WHAT THE EXERCISE ASKS
Extract all lines from the data beneath that include the word "floor".

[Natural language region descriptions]
Start of Block

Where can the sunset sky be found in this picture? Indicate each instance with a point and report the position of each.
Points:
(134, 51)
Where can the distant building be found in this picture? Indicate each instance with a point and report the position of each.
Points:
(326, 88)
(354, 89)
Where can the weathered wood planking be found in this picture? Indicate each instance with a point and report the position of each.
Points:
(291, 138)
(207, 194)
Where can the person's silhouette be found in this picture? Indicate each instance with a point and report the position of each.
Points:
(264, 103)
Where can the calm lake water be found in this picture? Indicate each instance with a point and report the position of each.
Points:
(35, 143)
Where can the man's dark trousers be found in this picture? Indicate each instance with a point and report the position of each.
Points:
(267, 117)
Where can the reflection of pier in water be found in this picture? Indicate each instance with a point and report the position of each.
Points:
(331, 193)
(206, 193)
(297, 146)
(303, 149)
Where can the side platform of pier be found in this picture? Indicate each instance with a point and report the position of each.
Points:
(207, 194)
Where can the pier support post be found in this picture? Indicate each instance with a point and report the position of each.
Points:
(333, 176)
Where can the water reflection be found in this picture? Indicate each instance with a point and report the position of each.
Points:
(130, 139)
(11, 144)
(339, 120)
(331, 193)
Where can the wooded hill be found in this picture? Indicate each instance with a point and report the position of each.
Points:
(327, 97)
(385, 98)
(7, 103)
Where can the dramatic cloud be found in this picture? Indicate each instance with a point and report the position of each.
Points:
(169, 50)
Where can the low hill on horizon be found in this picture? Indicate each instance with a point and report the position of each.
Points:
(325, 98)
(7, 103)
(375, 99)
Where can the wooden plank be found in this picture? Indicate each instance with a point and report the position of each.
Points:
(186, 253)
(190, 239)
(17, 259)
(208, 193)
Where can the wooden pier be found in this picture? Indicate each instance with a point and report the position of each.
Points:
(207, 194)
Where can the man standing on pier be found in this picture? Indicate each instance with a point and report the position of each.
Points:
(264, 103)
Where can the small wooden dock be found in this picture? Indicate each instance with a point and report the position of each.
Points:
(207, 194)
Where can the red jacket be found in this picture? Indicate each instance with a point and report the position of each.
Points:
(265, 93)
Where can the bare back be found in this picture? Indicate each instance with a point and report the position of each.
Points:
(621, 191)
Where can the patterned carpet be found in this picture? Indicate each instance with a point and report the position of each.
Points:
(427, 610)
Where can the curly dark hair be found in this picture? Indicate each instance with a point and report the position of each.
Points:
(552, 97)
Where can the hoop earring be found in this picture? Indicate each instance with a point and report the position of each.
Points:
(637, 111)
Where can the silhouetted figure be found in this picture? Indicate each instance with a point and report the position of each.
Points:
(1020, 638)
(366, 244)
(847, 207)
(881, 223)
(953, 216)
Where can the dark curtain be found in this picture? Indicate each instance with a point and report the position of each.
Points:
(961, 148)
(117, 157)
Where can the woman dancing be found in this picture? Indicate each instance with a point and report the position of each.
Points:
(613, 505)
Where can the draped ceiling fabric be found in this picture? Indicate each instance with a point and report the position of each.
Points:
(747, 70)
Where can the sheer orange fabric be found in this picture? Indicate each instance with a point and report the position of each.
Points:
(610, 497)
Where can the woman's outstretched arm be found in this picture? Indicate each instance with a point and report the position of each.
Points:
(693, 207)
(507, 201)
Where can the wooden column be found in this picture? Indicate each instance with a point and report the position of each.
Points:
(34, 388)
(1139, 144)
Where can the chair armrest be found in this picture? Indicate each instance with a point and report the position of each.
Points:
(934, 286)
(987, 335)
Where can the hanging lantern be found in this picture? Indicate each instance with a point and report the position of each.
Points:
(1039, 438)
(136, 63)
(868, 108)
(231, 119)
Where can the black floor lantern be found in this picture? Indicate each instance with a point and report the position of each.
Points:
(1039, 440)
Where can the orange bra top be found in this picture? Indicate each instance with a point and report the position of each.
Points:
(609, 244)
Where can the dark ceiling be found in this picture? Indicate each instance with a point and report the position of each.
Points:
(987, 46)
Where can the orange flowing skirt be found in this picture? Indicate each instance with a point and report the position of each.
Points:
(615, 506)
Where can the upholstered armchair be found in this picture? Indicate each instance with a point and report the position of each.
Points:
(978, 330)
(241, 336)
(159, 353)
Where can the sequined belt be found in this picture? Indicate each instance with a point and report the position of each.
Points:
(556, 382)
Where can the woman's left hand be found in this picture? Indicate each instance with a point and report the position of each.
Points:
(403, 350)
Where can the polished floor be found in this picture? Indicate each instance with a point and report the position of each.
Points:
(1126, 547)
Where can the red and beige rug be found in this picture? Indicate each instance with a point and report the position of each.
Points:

End of Block

ANSWER AREA
Where can the black floor lantern be found in this picture? Indicate each instance with a point and report the position of each.
Where can the polished floor be found in this picture? Indicate each instance with a point and report the position of each.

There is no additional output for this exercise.